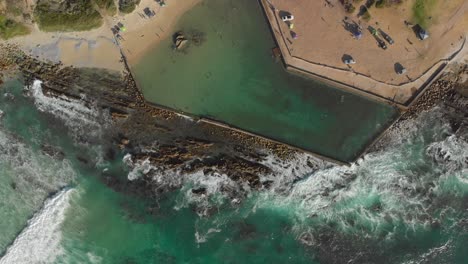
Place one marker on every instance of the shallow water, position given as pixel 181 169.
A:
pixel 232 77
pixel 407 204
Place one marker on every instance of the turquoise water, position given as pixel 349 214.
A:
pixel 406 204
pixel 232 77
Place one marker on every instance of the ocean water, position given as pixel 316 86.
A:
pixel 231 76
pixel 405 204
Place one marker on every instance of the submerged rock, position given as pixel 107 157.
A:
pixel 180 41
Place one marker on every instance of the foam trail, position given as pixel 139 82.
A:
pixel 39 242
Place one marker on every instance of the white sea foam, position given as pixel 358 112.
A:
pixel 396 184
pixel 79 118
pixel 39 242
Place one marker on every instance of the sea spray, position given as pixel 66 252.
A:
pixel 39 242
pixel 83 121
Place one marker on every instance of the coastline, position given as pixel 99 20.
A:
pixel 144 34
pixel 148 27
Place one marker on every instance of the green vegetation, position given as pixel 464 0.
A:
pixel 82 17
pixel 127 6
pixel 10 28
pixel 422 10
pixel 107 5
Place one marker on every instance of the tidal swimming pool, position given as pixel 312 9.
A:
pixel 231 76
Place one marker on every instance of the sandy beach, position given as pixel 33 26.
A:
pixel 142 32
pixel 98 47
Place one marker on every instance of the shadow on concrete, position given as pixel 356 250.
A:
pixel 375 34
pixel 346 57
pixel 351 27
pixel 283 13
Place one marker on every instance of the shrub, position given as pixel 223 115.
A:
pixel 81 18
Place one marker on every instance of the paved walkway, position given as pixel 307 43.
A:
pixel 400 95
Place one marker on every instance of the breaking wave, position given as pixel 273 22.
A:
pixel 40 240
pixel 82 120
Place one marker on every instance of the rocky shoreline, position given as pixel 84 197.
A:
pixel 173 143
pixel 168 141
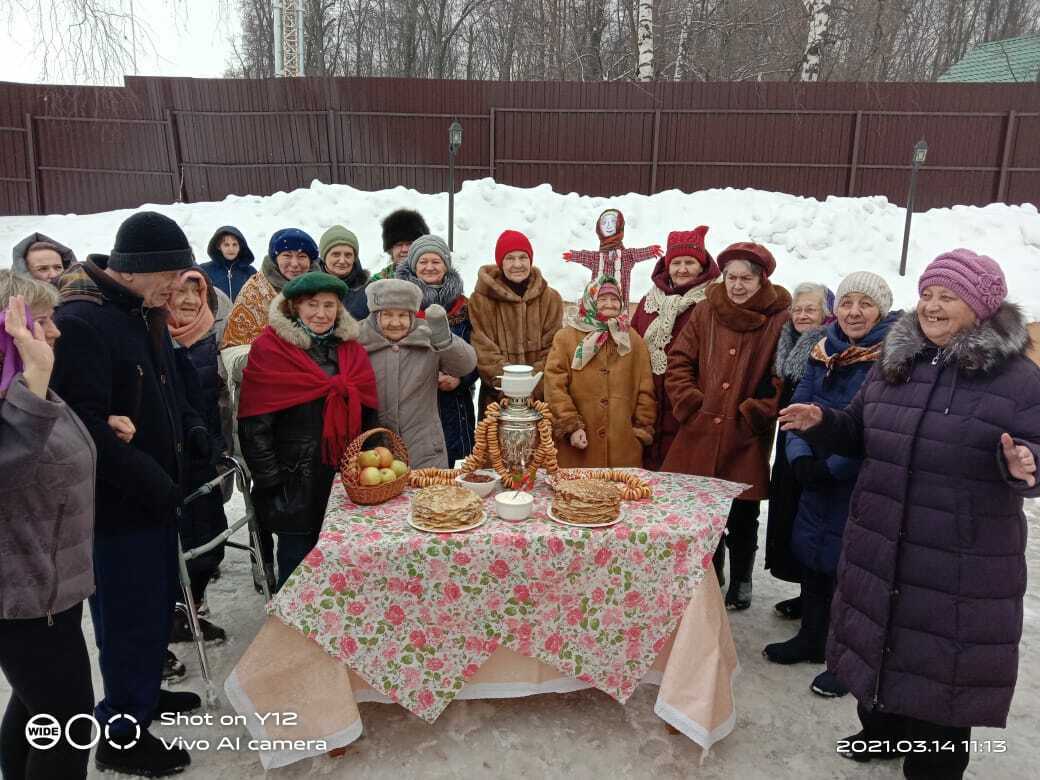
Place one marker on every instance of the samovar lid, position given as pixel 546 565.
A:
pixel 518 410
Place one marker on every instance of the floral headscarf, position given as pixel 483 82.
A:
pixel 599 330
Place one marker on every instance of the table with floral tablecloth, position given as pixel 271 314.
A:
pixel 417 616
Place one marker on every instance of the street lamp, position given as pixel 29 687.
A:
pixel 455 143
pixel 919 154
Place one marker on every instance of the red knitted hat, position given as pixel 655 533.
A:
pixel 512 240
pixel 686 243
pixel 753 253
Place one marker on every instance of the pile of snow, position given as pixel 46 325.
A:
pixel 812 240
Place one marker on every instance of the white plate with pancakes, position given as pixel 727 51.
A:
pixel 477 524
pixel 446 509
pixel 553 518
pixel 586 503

────────────────

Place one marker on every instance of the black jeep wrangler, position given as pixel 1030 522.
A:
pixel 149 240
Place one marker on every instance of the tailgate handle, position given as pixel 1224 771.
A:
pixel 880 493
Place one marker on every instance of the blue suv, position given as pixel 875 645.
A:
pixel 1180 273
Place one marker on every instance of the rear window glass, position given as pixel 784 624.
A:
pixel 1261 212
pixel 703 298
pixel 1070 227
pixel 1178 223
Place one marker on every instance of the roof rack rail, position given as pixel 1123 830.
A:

────────────────

Return every line of the records above that contains the word "floral".

▸ **Answer for this exercise**
Place one marker on every instance of the floral headscarf, position given as pixel 483 82.
Place one marker on every instance of the table with floral tablecloth, position given as pixel 271 314.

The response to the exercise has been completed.